[[ Given records open ]]
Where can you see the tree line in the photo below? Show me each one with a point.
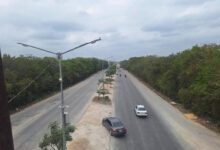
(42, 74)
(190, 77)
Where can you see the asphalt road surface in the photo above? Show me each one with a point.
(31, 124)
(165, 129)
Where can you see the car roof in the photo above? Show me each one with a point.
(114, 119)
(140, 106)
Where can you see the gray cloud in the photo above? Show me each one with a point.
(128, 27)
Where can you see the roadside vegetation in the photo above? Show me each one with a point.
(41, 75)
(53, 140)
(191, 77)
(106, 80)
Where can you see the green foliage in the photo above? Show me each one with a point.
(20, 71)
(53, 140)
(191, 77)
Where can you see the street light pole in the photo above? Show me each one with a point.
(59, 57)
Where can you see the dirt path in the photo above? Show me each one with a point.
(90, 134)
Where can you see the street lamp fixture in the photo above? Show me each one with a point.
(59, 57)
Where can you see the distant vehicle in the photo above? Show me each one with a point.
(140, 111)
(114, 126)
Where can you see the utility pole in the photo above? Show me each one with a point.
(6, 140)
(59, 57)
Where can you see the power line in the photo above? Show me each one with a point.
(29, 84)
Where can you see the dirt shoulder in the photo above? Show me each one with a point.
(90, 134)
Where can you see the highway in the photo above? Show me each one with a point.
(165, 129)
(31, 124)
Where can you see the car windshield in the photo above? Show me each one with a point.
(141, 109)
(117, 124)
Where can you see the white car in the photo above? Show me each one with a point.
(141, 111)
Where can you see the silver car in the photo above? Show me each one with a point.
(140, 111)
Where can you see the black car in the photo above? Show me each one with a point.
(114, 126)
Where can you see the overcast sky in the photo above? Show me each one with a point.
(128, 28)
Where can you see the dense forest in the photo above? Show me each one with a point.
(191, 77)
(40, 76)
[[ Given records closed ]]
[[ Given records open ]]
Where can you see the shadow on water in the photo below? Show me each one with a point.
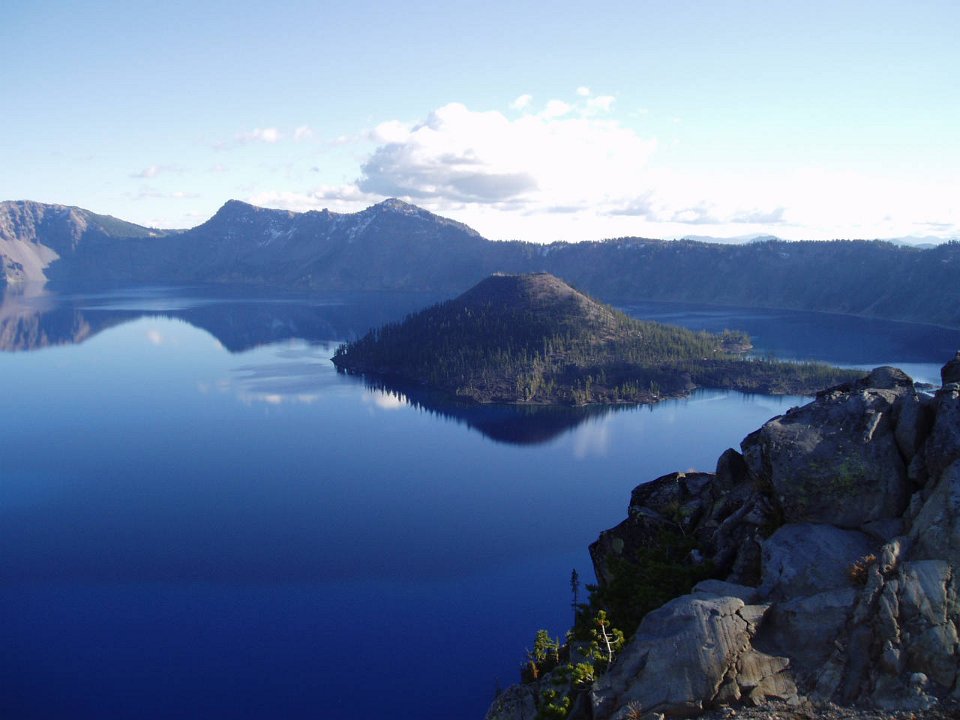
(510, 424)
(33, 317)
[[ Given records closed ]]
[[ Given records open ]]
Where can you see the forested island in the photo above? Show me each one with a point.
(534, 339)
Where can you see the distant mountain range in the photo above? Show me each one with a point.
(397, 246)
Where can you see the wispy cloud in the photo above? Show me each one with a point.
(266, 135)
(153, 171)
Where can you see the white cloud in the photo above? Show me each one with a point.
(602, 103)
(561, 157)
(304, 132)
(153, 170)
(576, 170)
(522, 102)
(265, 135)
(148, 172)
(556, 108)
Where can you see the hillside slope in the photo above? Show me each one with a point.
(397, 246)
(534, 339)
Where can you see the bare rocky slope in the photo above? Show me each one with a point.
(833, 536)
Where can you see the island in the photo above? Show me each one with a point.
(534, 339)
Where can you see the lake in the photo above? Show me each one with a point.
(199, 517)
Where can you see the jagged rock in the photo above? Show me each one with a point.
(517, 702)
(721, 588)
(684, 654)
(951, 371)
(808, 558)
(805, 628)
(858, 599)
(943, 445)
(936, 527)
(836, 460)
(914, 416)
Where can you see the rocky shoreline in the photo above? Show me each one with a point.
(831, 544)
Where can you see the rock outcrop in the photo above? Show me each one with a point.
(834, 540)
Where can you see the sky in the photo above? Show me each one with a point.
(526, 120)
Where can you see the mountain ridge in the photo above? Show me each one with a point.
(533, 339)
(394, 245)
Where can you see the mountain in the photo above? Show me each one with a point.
[[ Given records closed ]]
Give back, exactly as written, the stretch from the line with "Where can you see the rock outcrop" through the line with "Where can you see the mountain in", and no other lines from the records above.

__Answer area__:
Where can you see the rock outcrop in the photo above? Show me each one with a point.
(834, 540)
Where can you see the sky in the photo above? Show me each one with a point.
(526, 120)
Where can you see the mountain ridge in the photo above? Show me each one with a point.
(533, 339)
(394, 245)
Where can you see the mountain in the photo above? Show me each one with a point.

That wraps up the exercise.